Output every line exactly as written. Leave out pictures.

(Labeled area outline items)
========

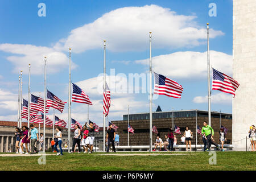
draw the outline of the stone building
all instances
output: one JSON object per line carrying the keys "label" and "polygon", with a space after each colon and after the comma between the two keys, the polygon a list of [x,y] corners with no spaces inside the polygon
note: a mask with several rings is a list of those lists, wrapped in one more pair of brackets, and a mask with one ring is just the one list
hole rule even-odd
{"label": "stone building", "polygon": [[[193,133],[192,144],[203,144],[202,136],[196,133],[196,123],[200,128],[203,126],[204,121],[208,121],[208,111],[202,110],[174,111],[174,125],[180,128],[181,134],[175,134],[177,144],[180,144],[180,138],[185,127],[188,126]],[[129,115],[130,125],[134,129],[134,134],[129,134],[129,143],[132,146],[146,146],[150,144],[149,113],[139,113]],[[127,145],[127,114],[123,116],[123,120],[112,121],[118,129],[117,133],[119,135],[120,145]],[[162,139],[167,135],[168,129],[172,126],[172,111],[156,111],[152,113],[152,123],[158,131],[158,135]],[[218,131],[222,125],[228,129],[227,140],[232,143],[232,115],[230,114],[212,112],[212,127],[215,133],[214,139],[218,143]],[[197,135],[197,136],[196,135]],[[157,134],[153,133],[152,143],[155,142]],[[197,139],[197,141],[196,141]],[[130,145],[129,144],[129,145]]]}
{"label": "stone building", "polygon": [[245,150],[249,127],[256,124],[255,15],[255,0],[233,1],[233,75],[240,85],[233,99],[233,144],[238,150]]}

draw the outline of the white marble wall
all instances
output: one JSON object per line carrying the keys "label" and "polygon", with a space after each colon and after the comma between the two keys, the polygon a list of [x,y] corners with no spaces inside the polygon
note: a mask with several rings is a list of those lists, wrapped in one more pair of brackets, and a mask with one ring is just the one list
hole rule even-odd
{"label": "white marble wall", "polygon": [[255,0],[233,1],[233,71],[240,84],[233,105],[233,144],[237,149],[245,150],[249,127],[256,125],[255,18]]}

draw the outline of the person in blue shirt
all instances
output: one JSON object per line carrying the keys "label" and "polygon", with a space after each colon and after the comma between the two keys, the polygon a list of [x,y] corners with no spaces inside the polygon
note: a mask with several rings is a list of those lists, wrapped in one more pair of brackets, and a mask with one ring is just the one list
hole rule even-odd
{"label": "person in blue shirt", "polygon": [[35,144],[36,143],[37,141],[39,141],[38,131],[38,129],[34,126],[33,124],[31,124],[30,126],[31,129],[31,135],[28,138],[28,139],[31,139],[31,152],[30,154],[33,154],[38,152],[38,150],[35,147]]}
{"label": "person in blue shirt", "polygon": [[115,134],[115,146],[119,146],[119,135],[117,133]]}

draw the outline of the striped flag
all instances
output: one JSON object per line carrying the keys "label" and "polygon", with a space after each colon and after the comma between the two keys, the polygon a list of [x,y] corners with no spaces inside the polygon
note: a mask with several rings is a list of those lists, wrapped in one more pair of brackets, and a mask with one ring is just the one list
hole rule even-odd
{"label": "striped flag", "polygon": [[76,121],[74,119],[71,118],[71,128],[75,129],[75,126],[76,126],[76,125],[79,126],[80,130],[82,129],[82,125],[81,125],[79,122]]}
{"label": "striped flag", "polygon": [[158,129],[156,129],[156,127],[155,127],[155,126],[153,125],[152,126],[152,131],[153,131],[154,133],[156,133],[156,134],[158,134]]}
{"label": "striped flag", "polygon": [[228,133],[228,129],[222,125],[221,125],[221,129],[223,129],[223,131],[224,131],[224,134],[226,135],[226,133]]}
{"label": "striped flag", "polygon": [[130,125],[128,125],[128,132],[134,133],[134,130],[133,129],[133,127],[130,126]]}
{"label": "striped flag", "polygon": [[204,135],[202,134],[202,129],[201,129],[199,126],[197,126],[197,130],[196,130],[196,132],[197,132],[197,133],[200,134],[201,135]]}
{"label": "striped flag", "polygon": [[[46,103],[47,105],[47,103]],[[47,113],[49,110],[49,107],[46,106],[46,113]],[[30,103],[30,111],[32,113],[41,111],[43,113],[44,111],[44,100],[42,98],[38,97],[36,96],[31,94],[31,102]],[[36,115],[36,114],[32,114]]]}
{"label": "striped flag", "polygon": [[55,115],[55,126],[59,126],[61,127],[66,127],[67,123],[63,119],[60,119],[58,117]]}
{"label": "striped flag", "polygon": [[109,110],[110,107],[110,90],[106,82],[106,88],[104,89],[103,93],[103,114],[106,117],[109,114]]}
{"label": "striped flag", "polygon": [[118,128],[118,127],[117,126],[112,123],[111,122],[109,122],[109,126],[110,125],[112,125],[112,128],[113,128],[114,129],[117,129]]}
{"label": "striped flag", "polygon": [[90,120],[89,120],[89,123],[92,123],[93,127],[94,128],[94,131],[95,132],[99,132],[100,131],[100,127],[96,125],[95,123],[92,122]]}
{"label": "striped flag", "polygon": [[59,110],[61,113],[63,111],[65,104],[66,102],[63,102],[60,99],[55,96],[52,93],[47,90],[47,104],[48,107],[52,107],[57,110]]}
{"label": "striped flag", "polygon": [[174,126],[174,133],[177,133],[179,134],[181,134],[180,133],[180,128],[179,127],[177,127],[177,126],[176,126],[176,125]]}
{"label": "striped flag", "polygon": [[72,102],[92,105],[89,97],[77,85],[73,84]]}
{"label": "striped flag", "polygon": [[[43,124],[44,123],[44,114],[43,113],[39,113],[33,117],[30,120],[30,122],[36,123],[39,123],[39,124]],[[46,125],[48,126],[52,126],[53,125],[53,122],[51,121],[48,116],[46,115]]]}
{"label": "striped flag", "polygon": [[239,84],[235,80],[224,73],[212,68],[213,90],[217,90],[236,96],[235,92],[239,86]]}
{"label": "striped flag", "polygon": [[183,91],[183,88],[181,85],[163,75],[156,73],[154,73],[154,94],[165,95],[174,98],[181,98],[181,94]]}

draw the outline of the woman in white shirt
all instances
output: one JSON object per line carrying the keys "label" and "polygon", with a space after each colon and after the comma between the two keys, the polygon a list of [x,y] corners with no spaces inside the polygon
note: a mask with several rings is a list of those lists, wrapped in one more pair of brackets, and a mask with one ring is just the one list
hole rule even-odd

========

> _Written response_
draw the outline of the stone building
all instances
output: one JSON object per line carrying the keys "label" and "polygon", with a space after each colon and after the comma between the two keys, the polygon a list of [x,y] corners with no spaces inside the polygon
note: a mask with several rings is a list of those lists, wrapped in one more pair of brackets, and a mask with one ring is just the one list
hole rule even-odd
{"label": "stone building", "polygon": [[[193,133],[192,144],[203,144],[202,136],[196,133],[196,123],[200,128],[203,126],[204,121],[208,121],[208,111],[202,110],[174,111],[174,125],[180,128],[181,134],[175,134],[177,144],[180,144],[180,138],[185,127],[188,126]],[[129,115],[130,125],[134,129],[134,134],[129,134],[129,143],[132,146],[146,146],[150,144],[149,113],[139,113]],[[127,145],[127,114],[123,116],[123,120],[112,121],[118,129],[117,133],[119,135],[120,145]],[[162,139],[167,135],[168,129],[172,126],[172,111],[156,111],[152,113],[152,123],[158,131],[158,135]],[[218,131],[222,125],[228,129],[227,140],[232,143],[232,115],[230,114],[212,112],[212,127],[215,133],[214,139],[218,143]],[[197,135],[197,136],[196,135]],[[157,134],[153,133],[152,143],[155,142]],[[197,139],[197,141],[196,141]],[[130,145],[129,144],[129,145]]]}
{"label": "stone building", "polygon": [[245,150],[249,127],[256,124],[255,15],[255,0],[233,1],[233,75],[240,85],[233,99],[233,144],[238,150]]}

draw the outline of the white marble wall
all instances
output: one JSON object per line carrying the keys "label" and "polygon", with a space after each colon and after the comma between the two keys, the polygon a list of [x,y] corners with no spaces inside the polygon
note: a mask with several rings is a list of those lists, wrapped in one more pair of brackets, and a mask with one ring is just the one list
hole rule even-odd
{"label": "white marble wall", "polygon": [[255,0],[233,1],[233,71],[240,84],[233,105],[233,144],[237,149],[245,150],[249,127],[256,125],[255,18]]}

draw the outline of the person in blue shirt
all instances
output: one JSON object per line carrying the keys "label" and "polygon", with a space after each colon and after the comma between the two keys, the polygon a list of [x,y] corners with no spaces inside the polygon
note: a mask with several rings is a list of those lists, wrapped in one more pair of brackets, and a mask with one ring is just the one list
hole rule even-odd
{"label": "person in blue shirt", "polygon": [[35,144],[36,143],[37,141],[39,141],[38,131],[38,129],[34,126],[33,124],[31,124],[30,126],[31,129],[31,135],[28,138],[28,139],[31,139],[31,152],[30,154],[33,154],[38,152],[38,150],[35,147]]}
{"label": "person in blue shirt", "polygon": [[115,134],[115,146],[119,146],[119,135],[117,133]]}

draw the outline of the striped flag
all instances
output: one JSON object per line carrying the keys "label" and "polygon", with a space after each colon and after the comma between the two keys, the polygon a list of [x,y] corners with no spaces inside the polygon
note: a mask with several rings is a list of those lists, wrapped in one more pair of brackets, and a mask with one ring is just the one list
hole rule even-odd
{"label": "striped flag", "polygon": [[76,121],[74,119],[71,118],[71,128],[75,129],[75,126],[76,126],[76,125],[79,126],[80,130],[82,129],[82,125],[81,125],[79,122]]}
{"label": "striped flag", "polygon": [[158,129],[156,129],[156,127],[155,127],[155,126],[153,125],[152,126],[152,131],[153,131],[154,133],[156,133],[156,134],[158,134]]}
{"label": "striped flag", "polygon": [[228,133],[228,129],[222,125],[221,125],[221,129],[223,129],[223,131],[224,131],[224,134],[226,135],[226,133]]}
{"label": "striped flag", "polygon": [[130,125],[128,125],[128,132],[134,133],[134,130],[133,129],[133,127],[130,126]]}
{"label": "striped flag", "polygon": [[204,135],[202,134],[202,129],[201,129],[199,126],[197,126],[197,130],[196,130],[196,132],[197,132],[197,133],[200,134],[201,135]]}
{"label": "striped flag", "polygon": [[[46,103],[47,105],[47,103]],[[47,113],[49,110],[49,107],[46,106],[46,113]],[[30,103],[30,111],[32,113],[41,111],[43,113],[44,111],[44,100],[42,98],[38,97],[36,96],[31,94],[31,102]],[[36,115],[36,114],[32,114]]]}
{"label": "striped flag", "polygon": [[55,115],[55,126],[59,126],[61,127],[66,127],[67,123],[63,119],[60,119],[58,117]]}
{"label": "striped flag", "polygon": [[109,110],[110,107],[110,90],[106,82],[106,88],[104,89],[103,93],[103,114],[106,117],[109,114]]}
{"label": "striped flag", "polygon": [[118,128],[118,127],[117,126],[112,123],[111,122],[109,122],[109,126],[110,125],[112,125],[112,128],[113,128],[114,129],[117,129]]}
{"label": "striped flag", "polygon": [[90,120],[89,120],[89,123],[92,123],[93,127],[94,128],[94,131],[95,132],[99,132],[100,131],[100,127],[96,125],[95,123],[92,122]]}
{"label": "striped flag", "polygon": [[59,110],[61,113],[63,111],[65,104],[66,102],[63,102],[60,99],[55,96],[52,93],[47,90],[47,104],[48,107],[52,107],[57,110]]}
{"label": "striped flag", "polygon": [[174,126],[174,133],[177,133],[179,134],[181,134],[180,133],[180,128],[179,127],[177,127],[177,126],[176,126],[176,125]]}
{"label": "striped flag", "polygon": [[72,102],[92,105],[89,97],[77,85],[73,84]]}
{"label": "striped flag", "polygon": [[[43,124],[44,123],[44,114],[43,113],[39,113],[33,117],[30,120],[30,122],[36,123],[39,123],[39,124]],[[46,125],[48,126],[52,126],[53,125],[53,122],[51,121],[48,116],[46,115]]]}
{"label": "striped flag", "polygon": [[239,84],[235,80],[224,73],[212,68],[213,90],[217,90],[236,96],[235,92],[239,86]]}
{"label": "striped flag", "polygon": [[183,91],[183,88],[181,85],[163,75],[156,73],[154,73],[154,94],[165,95],[174,98],[181,98],[181,94]]}

draw the outline of the woman in white shirt
all instances
output: one JSON object per line carrying the keys "label" and "polygon", with a space after each colon and after the comma between the two keys, the polygon a list of [x,y] corners with no spaces inside the polygon
note: a mask with several rings is a list of those lists, wrapped in one more pair of brackets, and a mask with one ring is just the one list
hole rule even-odd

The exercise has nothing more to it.